Extract provided:
Since my RPi is communicating with Pixy via I2C, we are first retrieving a device selector from the OS and then using it to enumerate I2C controllers. Finally, using the device settings object, we obtain a handle to our device:
public async Task Start()
{
try
{
string deviceSelector = Windows.Devices.I2c.I2cDevice.GetDeviceSelector();
var devicesI2C = await DeviceInformation.FindAllAsync(deviceSelector).AsTask();
if (devicesI2C == null || devicesI2C.Count == 0)
return;
var settingsPixy = new Windows.Devices.I2c.I2cConnectionSettings(0x54);
settingsPixy.BusSpeed = Windows.Devices.I2c.I2cBusSpeed.FastMode;
m_deviceI2cPixy = await Windows.Devices.I2c.I2cDevice
.FromIdAsync(devicesI2C.First().Id, settingsPixy);
}
catch (Exception ex)
{
m_lf.LogError(ex.Message);
}
}
Next, we are setting up a timer and a hander to read raw data from Pixy into dataArray
and call m_fParseBlocks
to translate it:
public void Listen()
{
if (m_timerRead != null)
m_timerRead.Stop();
m_timerRead = new DispatcherTimer();
m_timerRead.Interval = TimeSpan.FromMilliseconds(PIXY_INTERVAL_MS);
m_timerRead.Tick += TimerRead_Tick;
m_timerRead.Start();
}
private void TimerRead_Tick(object sender, object e)

Data:
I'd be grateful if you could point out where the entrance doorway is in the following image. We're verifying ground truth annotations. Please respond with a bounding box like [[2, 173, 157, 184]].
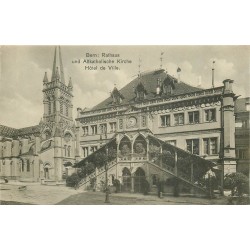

Written problem A: Decide whether each statement agrees with the Pixy I2C code excerpt, answering yes or no and quoting the words that settle it: (i) The connection settings for Pixy use the address 0x54. (ii) The I2C bus speed is set to standard mode. (iii) An exception caught in Start is logged with LogError.
Written problem B:
Answer these questions from the Pixy I2C code excerpt:
(i) What is called to translate the raw data read from Pixy?
(ii) What does Start do when no I2C controllers are found?
(iii) Which constant sets the timer interval in milliseconds?
The lines have no connection to the text about the Pixy I2C code.

Correct output A:
(i) Yes: "new Windows.Devices.I2c.I2cConnectionSettings(0x54)"
(ii) No: "settingsPixy.BusSpeed = Windows.Devices.I2c.I2cBusSpeed.FastMode;"
(iii) Yes: "m_lf.LogError(ex.Message);"

Correct output B:
(i) m_fParseBlocks
(ii) It returns.
(iii) PIXY_INTERVAL_MS